Exercices à réaliser:
**A)** Dans le texte de critiques littéraires, à combien d'heures par jour Emilien Long propose-t-il de limiter le travail ?
**B)** Rédigez la suite du texte de critiques littéraires à partir de sa dernière phrase.

Texte proposé:
___
Archives pour la catégorie Blanche

Paresse pour tous

Encore un pas de côté avec un roman/essai passé par un copain bien inspiré : Paresse pour tous de Hadrien Klent.

Emilien Long n’est pas un zouave comme dirait le professeur Tournesol. Prix Nobel d’économie, ancien prof de Princeton, revenu en France, à Marseille. Pendant le confinement qu’il passe dans son cabanon à Sormiou il décide d’écrire un livre très sérieux, inspiré, entre autres, par l’excellent Le droit à la paresse de Paul Lafargue, pour défendre, preuve scientifiques à l’appui, une solution de plein emploi et de bonheur à condition de ne travailler que 3 heures par jours.

Le livre a un succès retentissant, et sans bien comprendre comment, Emilien Long va se retrouver candidat à l’élection présidentielle de 2022. En campagne, à travailler comme un cinglé, lui qui défend les 3 heures par jours. Et s’il avait une chance …

Drôle d’objet que ce roman qui a également tout d’un plaidoyer. Ce n’est certes pas la découverte littéraire de l’année, mais la partie romancée est suffisamment plaisante pour que le fond politique passe avec le sourire. Et puis Paresse pour tous a au moins trois énormes avantages : Vous faire réfléchir à ce que sont nos vies, proposer une politique fiction plus optimiste que les excellents Collapsus et Les derniers jours des fauves et vous donner envie de lire ou relire Le droit à la paresse de Paul Lafargue.

Trois raisons de lire un bouquin, ça devrait déjà être suffisant non ? Sachez par ailleurs que la partie romancée ne cède jamais le pas à un cours d’économie ou de politique, que ça se lit très facilement et que le suspense qui monte tout au long du bouquin qui suit la campagne électorale ne peut que plaire aux amateurs de polar.

Alors convaincus ?

Hadrien Klent / Paresse pour tous, Le tripode (2021).

La cité des nuages et des oiseaux

Un autre livre choisi parce que j’en avais lu le plus grand bien sur les blogs : La cité des nuages et des oiseaux d’Anthony Doerr.

24 folios, à moitié détruits par le temps, racontant, dans un ordre incertain une farce philosophique : les aventures d’un berger grec voulant rejoindre la cité merveilleuse des oiseaux. Un texte de l’Antiquité grecque qui aura une influence déterminante au travers des siècles, sur quelques vies.

Celle de Konstance, à bord d’un vaisseau spatial emportant une poignée d’humains coloniser une autre planète. Celle d’Anna et Omeir pris dans la tourmente du siège de Constantinople au XV° siècle. Celle de Zeno Ninis, qui survit à la guerre de Corée et, à la fin de sa vie, monte une pièce à partir du texte avec des gamins dans une petite bibliothèque de l’Idaho. Celle de Seymour Stuhlman désespéré par l’état du monde au point de préparer un attentat pour réveiller les consciences.
___
Données fournies:
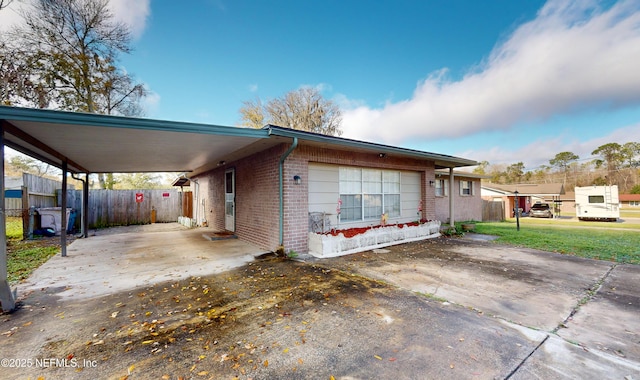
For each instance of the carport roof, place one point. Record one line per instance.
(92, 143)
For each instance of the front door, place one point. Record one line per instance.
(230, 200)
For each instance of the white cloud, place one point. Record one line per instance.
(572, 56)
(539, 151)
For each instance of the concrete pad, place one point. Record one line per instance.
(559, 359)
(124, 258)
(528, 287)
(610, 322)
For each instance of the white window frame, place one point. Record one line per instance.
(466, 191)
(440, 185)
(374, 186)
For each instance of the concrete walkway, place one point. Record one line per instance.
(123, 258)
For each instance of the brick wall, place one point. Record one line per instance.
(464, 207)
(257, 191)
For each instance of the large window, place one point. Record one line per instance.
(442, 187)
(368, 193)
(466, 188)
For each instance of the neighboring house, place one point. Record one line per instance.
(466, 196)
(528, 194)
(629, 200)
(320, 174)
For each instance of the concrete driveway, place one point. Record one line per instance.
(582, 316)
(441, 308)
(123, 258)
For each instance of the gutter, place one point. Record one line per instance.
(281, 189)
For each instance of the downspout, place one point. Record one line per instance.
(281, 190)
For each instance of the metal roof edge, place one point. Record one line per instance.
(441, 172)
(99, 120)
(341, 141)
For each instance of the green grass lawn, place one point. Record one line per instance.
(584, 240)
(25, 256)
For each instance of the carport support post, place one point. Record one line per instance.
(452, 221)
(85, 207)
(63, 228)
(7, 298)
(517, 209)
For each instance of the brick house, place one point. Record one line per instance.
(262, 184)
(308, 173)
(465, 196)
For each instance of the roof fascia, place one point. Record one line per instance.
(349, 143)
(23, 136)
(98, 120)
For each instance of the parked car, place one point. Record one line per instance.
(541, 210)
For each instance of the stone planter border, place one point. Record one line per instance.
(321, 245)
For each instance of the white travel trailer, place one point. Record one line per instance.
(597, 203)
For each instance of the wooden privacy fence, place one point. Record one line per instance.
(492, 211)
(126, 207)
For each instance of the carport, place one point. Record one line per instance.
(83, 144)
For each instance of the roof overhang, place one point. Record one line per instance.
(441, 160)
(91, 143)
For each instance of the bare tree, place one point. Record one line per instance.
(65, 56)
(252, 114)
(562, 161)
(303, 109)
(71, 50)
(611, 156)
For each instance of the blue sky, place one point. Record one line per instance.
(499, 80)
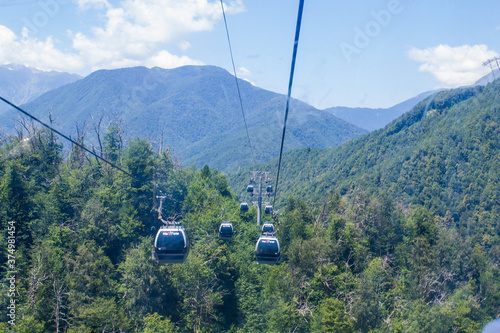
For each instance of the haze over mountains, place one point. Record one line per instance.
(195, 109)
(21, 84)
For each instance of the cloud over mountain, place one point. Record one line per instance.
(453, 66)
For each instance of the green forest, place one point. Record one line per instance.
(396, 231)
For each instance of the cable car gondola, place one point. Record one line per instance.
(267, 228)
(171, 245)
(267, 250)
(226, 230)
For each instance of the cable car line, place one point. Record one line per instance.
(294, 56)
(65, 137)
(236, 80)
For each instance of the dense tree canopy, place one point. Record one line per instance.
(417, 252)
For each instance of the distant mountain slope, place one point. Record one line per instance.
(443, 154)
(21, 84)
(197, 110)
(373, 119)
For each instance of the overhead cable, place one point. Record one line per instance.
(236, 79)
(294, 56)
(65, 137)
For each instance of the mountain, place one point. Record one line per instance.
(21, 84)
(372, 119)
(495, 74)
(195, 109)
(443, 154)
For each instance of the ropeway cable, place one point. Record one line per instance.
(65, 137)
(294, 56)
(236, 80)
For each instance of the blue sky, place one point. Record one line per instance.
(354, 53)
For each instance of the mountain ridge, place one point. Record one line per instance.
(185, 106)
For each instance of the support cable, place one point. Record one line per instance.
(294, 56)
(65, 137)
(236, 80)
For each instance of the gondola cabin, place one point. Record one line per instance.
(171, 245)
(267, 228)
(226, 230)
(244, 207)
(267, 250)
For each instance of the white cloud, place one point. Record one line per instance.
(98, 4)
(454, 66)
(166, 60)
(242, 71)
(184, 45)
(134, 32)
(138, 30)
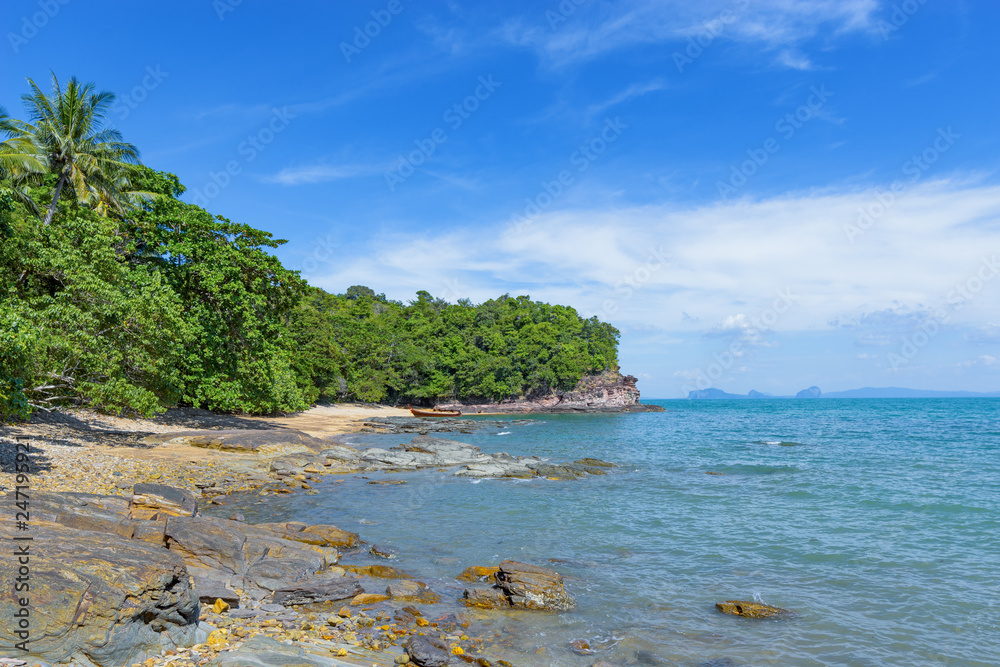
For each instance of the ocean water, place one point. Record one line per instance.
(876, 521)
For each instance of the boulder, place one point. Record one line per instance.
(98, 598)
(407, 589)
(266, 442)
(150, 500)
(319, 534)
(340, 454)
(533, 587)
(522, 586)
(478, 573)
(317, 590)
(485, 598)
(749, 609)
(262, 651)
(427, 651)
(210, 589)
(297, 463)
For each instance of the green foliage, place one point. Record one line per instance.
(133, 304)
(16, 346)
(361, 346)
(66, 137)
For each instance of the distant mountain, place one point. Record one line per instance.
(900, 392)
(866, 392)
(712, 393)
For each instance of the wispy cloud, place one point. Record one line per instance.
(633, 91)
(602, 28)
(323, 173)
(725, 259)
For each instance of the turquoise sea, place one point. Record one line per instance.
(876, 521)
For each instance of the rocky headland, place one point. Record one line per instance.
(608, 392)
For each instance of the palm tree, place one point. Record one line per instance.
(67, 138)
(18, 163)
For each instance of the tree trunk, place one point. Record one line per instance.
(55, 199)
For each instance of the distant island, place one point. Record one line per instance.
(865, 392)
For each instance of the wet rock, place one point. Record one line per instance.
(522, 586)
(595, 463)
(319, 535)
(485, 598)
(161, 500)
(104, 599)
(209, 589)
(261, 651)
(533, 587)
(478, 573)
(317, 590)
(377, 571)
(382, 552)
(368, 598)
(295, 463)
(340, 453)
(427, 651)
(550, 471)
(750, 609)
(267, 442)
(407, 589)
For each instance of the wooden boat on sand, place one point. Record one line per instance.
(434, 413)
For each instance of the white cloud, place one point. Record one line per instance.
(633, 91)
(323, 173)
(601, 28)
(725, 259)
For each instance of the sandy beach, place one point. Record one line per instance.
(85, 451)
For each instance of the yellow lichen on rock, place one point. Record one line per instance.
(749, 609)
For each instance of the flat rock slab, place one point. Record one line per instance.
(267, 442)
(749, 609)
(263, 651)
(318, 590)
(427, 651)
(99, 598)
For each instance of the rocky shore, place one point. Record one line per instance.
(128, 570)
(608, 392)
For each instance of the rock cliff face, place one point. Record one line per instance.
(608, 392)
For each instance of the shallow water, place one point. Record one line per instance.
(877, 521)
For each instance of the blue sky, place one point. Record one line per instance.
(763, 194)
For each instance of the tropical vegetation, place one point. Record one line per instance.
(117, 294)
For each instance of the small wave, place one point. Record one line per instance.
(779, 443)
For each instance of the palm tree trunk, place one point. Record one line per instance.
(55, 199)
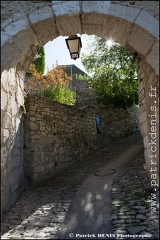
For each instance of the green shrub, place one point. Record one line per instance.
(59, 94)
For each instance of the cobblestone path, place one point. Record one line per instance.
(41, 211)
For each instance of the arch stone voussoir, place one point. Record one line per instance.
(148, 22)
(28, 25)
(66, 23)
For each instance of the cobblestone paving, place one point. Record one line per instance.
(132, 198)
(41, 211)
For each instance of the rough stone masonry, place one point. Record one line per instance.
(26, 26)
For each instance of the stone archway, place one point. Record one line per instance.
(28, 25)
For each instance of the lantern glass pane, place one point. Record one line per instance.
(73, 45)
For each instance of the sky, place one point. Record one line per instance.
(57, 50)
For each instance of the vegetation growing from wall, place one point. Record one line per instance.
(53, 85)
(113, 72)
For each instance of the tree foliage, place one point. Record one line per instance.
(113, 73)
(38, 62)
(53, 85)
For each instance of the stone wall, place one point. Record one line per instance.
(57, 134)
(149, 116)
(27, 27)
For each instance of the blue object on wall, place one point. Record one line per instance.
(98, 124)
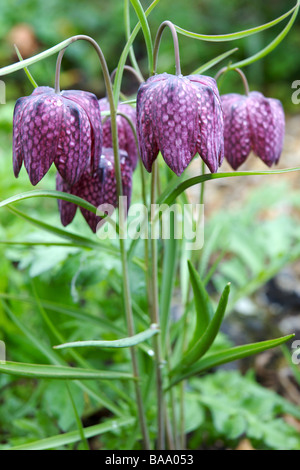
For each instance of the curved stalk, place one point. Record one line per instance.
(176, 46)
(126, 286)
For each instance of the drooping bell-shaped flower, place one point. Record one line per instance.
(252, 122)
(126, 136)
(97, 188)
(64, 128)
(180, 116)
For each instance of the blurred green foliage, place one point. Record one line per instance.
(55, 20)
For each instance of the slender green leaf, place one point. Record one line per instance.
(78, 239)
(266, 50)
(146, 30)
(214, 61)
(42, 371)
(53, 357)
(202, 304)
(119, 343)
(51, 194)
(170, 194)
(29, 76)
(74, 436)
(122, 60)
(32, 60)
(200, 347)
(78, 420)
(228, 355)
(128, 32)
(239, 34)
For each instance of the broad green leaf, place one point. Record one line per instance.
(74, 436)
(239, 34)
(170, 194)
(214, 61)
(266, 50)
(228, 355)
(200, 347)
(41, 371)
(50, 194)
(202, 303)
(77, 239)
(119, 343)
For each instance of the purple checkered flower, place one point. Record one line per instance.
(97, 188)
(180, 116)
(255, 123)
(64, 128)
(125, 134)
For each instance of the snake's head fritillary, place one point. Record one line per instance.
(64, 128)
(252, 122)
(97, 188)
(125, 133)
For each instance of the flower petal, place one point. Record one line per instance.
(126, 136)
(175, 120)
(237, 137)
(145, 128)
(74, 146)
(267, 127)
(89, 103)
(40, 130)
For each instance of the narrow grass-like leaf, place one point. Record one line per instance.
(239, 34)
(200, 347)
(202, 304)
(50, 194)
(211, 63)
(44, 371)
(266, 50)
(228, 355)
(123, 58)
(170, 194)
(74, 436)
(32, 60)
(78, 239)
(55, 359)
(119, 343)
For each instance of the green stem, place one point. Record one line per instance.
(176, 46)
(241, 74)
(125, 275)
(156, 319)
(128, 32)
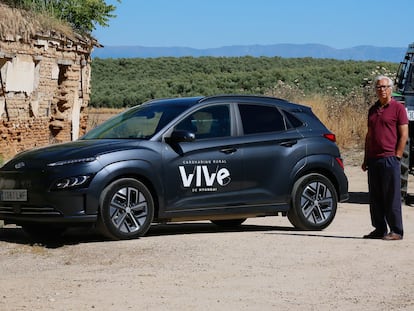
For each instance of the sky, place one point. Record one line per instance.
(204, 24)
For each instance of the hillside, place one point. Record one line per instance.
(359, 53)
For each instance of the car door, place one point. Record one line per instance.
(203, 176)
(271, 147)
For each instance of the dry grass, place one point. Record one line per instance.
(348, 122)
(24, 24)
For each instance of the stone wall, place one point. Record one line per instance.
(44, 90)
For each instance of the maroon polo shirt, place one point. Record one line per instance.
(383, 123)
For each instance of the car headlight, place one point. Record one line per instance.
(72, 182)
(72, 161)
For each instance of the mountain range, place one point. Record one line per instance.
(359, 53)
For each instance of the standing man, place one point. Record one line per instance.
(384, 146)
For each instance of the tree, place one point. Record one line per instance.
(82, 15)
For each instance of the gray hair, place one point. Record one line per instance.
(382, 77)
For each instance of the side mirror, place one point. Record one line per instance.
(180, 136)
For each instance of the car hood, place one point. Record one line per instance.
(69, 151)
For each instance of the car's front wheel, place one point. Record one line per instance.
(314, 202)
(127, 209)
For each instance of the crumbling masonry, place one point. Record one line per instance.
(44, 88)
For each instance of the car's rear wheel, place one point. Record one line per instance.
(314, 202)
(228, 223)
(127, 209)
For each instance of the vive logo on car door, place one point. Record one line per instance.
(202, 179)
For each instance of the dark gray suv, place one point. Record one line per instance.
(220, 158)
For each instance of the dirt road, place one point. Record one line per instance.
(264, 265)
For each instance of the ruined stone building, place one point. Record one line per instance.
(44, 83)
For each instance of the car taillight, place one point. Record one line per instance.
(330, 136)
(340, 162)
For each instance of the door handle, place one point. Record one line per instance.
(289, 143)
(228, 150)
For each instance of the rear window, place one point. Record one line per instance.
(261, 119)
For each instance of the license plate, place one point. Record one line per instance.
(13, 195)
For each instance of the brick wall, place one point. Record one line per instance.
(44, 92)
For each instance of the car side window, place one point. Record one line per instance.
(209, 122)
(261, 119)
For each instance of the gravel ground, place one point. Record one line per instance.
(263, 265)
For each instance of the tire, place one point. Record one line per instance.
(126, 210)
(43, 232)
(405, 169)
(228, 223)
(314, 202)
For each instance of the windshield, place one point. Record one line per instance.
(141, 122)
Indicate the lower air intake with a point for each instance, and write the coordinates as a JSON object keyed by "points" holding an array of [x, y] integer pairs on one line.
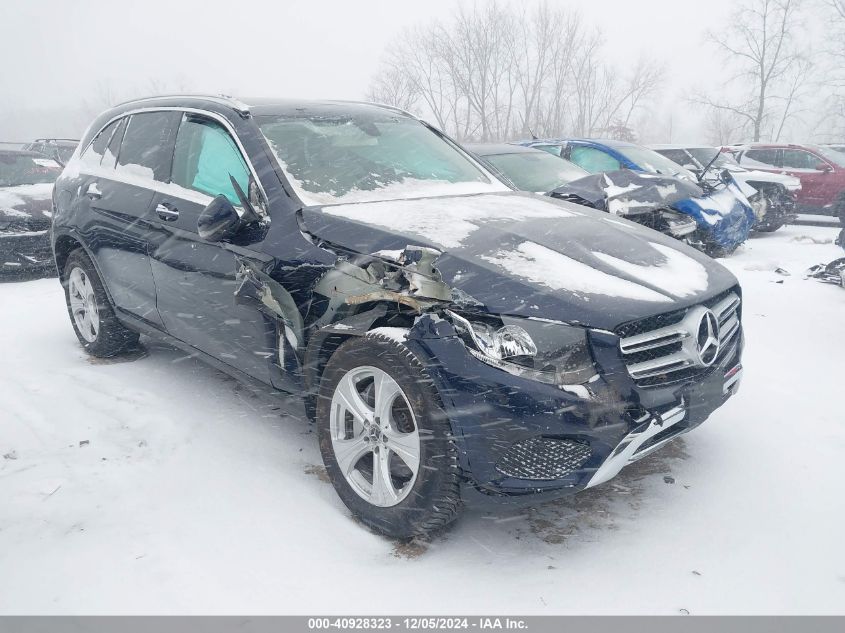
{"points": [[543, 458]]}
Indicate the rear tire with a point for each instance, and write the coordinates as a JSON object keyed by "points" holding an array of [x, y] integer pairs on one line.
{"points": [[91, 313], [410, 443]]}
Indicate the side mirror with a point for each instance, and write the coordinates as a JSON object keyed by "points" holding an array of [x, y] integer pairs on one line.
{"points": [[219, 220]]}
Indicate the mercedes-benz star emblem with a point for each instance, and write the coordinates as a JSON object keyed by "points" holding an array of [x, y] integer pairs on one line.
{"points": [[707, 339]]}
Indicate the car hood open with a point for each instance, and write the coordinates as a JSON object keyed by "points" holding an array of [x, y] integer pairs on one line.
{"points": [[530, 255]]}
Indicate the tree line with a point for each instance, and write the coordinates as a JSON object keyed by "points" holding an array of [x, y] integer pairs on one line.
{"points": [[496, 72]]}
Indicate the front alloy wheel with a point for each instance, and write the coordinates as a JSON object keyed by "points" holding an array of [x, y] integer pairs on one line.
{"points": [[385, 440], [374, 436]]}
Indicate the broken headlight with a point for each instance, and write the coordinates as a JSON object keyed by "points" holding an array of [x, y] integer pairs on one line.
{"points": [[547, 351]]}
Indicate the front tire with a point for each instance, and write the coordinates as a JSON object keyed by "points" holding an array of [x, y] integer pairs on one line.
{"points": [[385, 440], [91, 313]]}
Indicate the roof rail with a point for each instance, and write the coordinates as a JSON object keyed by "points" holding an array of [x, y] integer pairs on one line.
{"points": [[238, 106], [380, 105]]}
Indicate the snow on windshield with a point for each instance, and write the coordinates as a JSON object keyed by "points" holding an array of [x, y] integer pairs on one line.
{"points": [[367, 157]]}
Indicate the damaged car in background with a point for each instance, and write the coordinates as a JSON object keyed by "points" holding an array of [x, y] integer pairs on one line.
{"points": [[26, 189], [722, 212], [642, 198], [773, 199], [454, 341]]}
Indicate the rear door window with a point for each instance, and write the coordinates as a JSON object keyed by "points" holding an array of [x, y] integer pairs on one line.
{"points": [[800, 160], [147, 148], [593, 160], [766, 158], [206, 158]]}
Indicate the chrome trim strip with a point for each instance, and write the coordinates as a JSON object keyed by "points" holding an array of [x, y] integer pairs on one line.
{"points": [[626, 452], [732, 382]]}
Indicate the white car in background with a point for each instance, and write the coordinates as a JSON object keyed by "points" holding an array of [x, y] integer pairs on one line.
___
Réponses aux exercices:
**A)** Trois heures par jour.

**B)**
Je ne connaissais absolument pas cet auteur, quelle erreur, vous avez là 700 pages de pur enchantement. 700 pages d’érudition jamais pédante, d’humanité, d’imagination. 700 pages d’histoires merveilleusement racontées, d’hommage à la lecture, aux livres et aux bibliothèques. 700 pages absolument magiques. Cerise sur le gâteau, l’auteur ne se moque pas de vous, à la fin, tout se tient parfaitement, malgré un démarrage qui pourrait laisser imaginer un tour de passe-passe un peu artificiel pour relier les époques et les personnages.

Impossible de lister toutes les thématiques évoquées dans le roman. Et puis ce serait fastidieux. Sachez seulement que chacune des histoires dans les différentes époques ferait déjà un très bon roman, que tous les personnages sont incroyablement attachants, que l’on vit, on souffre, ou rit avec eux, et que le tour de force de les réunir de façon aussi magistrale fait que le roman est encore bien meilleur que la somme de ses différentes parties.

On le referme ému, touché, émerveillé et heureux d’être un humain, et plus particulièrement un humain lecteur, malgré toutes les horreurs qui nous ont été données à voir. Parce qu’il reste quand même un petit espoir tant qu’il restera des livres, des bibliothèques et des lecteurs.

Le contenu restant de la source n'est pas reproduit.